Usted está aquí: miércoles 8 de febrero de 2006 Opinión Sida 2006

Arnoldo Kraus

Sida 2006

Leo en la portada de una de las más prestigiosas revistas de medicina, The Lancet, publicada en diciembre próximo pasado, que "2005 será más recordado por los 3 millones de muertos y por los casi 5 millones de personas recién infectadas que por las 300 mil vidas salvadas gracias al tratamiento contra el virus de la inmunodeficiencia humana". En otra gran revista dedicada a la ciencia, Nature (enero 2006), encuentro otro trabajo interesante, que sustenta que la circulación de los billetes permite predecir la expansión de algunas epidemias.

Las afinidades entre estas noticias son varias. Ambas se vinculan con el término epidemia, repercuten en la calidad de vida o son causa de muerte y se relacionan con el movimiento del ser humano. En este contexto, movimiento conlleva dos mensajes. El primero es el incremento "brutal" en el número de seres humanos que viajan por el mundo llevando a cuestas "lo bueno y lo malo", incluyendo la diseminación de enfermedades asociadas con la pobreza, como sería el caso de los trabajadores migratorios mexicanos que adquieren el sida en Estados Unidos y luego lo contagian en su tierra. El segundo es el "no movimiento" o el "movimiento infructuoso" de los gobiernos y las agencias mundiales dedicadas a detener la pandemia, tal como demuestra "el triunfo del sida".

Datos en estudio:
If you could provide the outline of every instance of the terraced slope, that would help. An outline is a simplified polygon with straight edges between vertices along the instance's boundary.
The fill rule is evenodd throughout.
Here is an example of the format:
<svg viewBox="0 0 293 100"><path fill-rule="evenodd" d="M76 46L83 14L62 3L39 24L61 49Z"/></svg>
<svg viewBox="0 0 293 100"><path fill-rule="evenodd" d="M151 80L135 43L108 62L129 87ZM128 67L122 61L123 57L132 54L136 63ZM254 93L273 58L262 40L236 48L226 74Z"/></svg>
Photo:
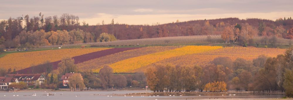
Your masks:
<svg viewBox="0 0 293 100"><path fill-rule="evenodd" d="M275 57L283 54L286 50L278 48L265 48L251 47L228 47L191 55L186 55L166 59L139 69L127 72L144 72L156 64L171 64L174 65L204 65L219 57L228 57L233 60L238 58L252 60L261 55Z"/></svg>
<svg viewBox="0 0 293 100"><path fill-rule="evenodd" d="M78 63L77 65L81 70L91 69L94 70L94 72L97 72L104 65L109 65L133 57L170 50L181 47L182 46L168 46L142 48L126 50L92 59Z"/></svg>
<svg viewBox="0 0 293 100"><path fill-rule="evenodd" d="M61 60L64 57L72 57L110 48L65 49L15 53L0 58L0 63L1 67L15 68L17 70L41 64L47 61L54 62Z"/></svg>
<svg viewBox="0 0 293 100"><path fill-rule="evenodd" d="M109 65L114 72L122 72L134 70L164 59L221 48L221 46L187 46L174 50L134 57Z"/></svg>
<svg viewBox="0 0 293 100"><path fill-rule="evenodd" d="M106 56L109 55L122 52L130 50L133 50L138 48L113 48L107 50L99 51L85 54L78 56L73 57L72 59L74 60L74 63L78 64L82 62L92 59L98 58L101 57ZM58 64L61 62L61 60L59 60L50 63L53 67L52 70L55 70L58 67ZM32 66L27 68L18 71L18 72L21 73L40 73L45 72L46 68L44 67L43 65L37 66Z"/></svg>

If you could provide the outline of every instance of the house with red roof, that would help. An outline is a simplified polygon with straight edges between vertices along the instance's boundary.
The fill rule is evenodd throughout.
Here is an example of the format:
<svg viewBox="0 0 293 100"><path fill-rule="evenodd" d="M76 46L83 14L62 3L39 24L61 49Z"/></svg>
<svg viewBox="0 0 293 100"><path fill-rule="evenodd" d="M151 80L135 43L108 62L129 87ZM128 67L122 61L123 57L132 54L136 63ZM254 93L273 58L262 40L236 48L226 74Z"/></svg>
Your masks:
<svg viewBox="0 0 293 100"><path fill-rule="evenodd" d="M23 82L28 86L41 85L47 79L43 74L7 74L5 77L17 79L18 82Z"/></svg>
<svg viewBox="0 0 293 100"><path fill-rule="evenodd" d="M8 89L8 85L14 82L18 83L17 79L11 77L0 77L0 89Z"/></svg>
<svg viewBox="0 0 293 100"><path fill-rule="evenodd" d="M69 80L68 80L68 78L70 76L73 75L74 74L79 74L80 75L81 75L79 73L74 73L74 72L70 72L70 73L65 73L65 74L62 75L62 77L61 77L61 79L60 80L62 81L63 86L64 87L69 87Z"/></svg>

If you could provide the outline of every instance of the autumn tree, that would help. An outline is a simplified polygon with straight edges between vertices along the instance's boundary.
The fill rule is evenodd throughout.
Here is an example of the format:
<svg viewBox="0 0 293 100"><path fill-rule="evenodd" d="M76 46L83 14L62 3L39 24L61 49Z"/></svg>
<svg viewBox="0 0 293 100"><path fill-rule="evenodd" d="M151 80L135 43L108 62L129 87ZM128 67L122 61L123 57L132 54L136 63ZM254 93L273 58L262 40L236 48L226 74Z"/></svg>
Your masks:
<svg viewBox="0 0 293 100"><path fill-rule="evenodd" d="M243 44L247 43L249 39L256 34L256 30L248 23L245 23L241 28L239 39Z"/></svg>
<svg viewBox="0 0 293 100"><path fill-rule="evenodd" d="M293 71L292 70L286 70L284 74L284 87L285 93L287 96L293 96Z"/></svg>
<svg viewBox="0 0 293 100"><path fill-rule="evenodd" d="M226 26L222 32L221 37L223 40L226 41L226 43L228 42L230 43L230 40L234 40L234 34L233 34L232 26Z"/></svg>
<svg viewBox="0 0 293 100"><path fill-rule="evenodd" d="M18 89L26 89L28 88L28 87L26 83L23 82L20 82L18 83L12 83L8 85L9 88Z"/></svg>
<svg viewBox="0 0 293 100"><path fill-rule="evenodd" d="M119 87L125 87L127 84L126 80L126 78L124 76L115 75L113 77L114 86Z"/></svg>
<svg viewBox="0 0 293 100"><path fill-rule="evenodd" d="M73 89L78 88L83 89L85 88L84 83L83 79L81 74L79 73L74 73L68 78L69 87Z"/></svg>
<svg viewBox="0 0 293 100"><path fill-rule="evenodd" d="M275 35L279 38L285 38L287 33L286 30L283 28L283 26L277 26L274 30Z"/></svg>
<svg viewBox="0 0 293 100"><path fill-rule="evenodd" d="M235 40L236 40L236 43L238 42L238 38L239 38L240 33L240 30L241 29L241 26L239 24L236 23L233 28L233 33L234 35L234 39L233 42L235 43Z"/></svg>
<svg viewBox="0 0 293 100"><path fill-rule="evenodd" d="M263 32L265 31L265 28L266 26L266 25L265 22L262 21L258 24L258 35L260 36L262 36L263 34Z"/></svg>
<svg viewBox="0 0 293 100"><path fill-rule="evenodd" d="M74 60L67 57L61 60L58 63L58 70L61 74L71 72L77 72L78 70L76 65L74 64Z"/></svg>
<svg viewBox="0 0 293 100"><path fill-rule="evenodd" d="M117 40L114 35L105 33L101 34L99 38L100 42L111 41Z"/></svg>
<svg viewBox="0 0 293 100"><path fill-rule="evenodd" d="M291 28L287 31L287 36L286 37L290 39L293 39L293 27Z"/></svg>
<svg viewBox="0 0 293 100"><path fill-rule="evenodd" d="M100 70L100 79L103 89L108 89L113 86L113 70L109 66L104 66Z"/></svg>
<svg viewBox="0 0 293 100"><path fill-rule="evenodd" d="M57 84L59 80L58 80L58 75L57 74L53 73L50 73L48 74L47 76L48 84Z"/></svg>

==

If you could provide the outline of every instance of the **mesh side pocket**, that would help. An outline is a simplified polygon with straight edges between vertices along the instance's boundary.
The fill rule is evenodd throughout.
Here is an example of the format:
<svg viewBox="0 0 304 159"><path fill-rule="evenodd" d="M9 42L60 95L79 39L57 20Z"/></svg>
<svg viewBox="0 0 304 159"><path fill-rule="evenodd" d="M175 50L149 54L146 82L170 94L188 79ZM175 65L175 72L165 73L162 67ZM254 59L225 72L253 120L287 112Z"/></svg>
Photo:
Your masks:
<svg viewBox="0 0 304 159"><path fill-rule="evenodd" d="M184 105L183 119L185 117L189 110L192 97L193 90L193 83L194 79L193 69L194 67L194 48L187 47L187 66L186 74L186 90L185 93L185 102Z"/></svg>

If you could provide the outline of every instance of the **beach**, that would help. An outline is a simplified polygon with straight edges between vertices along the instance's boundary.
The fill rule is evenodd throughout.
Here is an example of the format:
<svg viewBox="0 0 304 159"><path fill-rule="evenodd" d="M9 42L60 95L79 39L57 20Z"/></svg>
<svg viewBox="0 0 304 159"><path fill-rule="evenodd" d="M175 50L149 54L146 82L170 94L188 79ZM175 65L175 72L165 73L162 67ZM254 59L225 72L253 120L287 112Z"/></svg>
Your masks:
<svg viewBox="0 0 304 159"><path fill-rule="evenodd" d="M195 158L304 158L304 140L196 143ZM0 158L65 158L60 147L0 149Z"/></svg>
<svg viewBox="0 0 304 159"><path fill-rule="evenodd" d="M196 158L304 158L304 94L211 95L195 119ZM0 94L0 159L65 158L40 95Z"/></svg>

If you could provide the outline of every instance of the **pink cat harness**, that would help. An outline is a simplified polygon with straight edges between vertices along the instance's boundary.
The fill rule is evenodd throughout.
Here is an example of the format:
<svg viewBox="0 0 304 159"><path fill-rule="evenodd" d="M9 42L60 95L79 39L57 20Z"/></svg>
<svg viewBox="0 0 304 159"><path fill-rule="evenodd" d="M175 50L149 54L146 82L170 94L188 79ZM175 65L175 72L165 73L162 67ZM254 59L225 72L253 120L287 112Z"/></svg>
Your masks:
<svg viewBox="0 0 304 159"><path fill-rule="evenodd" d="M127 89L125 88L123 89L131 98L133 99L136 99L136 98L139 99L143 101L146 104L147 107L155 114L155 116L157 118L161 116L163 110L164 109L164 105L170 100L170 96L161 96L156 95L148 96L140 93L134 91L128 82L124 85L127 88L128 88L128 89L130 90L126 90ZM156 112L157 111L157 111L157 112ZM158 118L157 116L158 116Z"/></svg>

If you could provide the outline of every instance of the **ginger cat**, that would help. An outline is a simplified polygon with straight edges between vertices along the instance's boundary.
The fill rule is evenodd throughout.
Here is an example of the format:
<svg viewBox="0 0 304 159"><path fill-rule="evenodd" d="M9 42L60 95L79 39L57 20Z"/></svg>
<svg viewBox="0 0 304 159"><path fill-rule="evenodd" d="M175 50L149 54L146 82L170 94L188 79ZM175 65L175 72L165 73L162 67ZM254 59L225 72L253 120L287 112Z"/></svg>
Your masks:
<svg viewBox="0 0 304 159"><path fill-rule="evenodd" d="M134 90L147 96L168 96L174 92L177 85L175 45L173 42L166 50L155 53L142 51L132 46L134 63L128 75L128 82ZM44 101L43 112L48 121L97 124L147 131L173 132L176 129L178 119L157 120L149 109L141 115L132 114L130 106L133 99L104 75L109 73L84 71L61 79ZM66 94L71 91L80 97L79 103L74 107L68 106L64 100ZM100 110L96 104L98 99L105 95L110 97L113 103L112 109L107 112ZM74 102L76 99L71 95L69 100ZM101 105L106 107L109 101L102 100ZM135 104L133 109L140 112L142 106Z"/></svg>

--

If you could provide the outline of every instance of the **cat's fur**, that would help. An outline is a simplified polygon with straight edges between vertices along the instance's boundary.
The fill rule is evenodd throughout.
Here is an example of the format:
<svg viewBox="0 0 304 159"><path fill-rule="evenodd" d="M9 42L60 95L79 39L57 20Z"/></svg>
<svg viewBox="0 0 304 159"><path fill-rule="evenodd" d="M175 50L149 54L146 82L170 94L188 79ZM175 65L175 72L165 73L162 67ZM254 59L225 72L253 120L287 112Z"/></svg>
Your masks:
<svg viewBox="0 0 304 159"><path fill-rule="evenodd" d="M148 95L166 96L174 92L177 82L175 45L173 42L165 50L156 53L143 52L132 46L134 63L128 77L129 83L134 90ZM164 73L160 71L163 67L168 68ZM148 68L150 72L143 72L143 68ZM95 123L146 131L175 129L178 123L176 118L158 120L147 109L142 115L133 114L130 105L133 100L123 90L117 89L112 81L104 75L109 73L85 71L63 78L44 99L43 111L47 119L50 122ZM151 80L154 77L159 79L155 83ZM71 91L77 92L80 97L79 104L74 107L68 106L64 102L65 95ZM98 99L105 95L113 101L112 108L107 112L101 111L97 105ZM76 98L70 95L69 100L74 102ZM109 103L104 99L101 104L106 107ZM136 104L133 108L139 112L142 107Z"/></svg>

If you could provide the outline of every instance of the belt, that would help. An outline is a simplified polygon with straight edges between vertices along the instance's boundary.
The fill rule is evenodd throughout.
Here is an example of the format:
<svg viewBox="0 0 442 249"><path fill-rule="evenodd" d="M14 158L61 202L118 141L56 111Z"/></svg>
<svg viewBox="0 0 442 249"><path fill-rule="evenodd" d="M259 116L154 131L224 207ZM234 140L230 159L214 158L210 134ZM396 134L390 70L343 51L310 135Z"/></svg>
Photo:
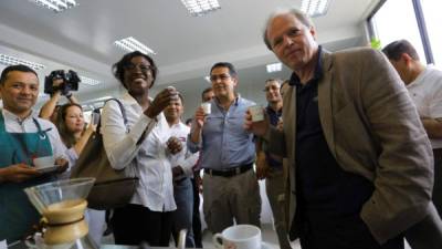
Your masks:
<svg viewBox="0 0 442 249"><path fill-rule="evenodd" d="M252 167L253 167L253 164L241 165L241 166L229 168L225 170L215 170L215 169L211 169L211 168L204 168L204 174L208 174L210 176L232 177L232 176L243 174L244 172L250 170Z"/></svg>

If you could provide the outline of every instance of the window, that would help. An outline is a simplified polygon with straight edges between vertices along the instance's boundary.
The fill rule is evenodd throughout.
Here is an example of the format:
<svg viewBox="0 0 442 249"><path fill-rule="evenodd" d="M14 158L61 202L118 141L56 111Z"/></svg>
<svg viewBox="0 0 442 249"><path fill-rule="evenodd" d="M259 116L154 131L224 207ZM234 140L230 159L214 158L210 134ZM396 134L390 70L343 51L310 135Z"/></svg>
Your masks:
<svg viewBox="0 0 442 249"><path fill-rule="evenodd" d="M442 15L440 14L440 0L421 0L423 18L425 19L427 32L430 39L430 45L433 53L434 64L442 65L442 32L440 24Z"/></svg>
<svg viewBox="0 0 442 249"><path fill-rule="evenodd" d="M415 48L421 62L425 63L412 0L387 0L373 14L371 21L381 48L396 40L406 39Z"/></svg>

Descripción de tarea: Según la portada de The Lancet citada en el texto proporcionado, ¿por cuántas personas recién infectadas será más recordado 2005? Para responder, use únicamente el texto proporcionado.

Respuesta: Por casi 5 millones de personas recién infectadas.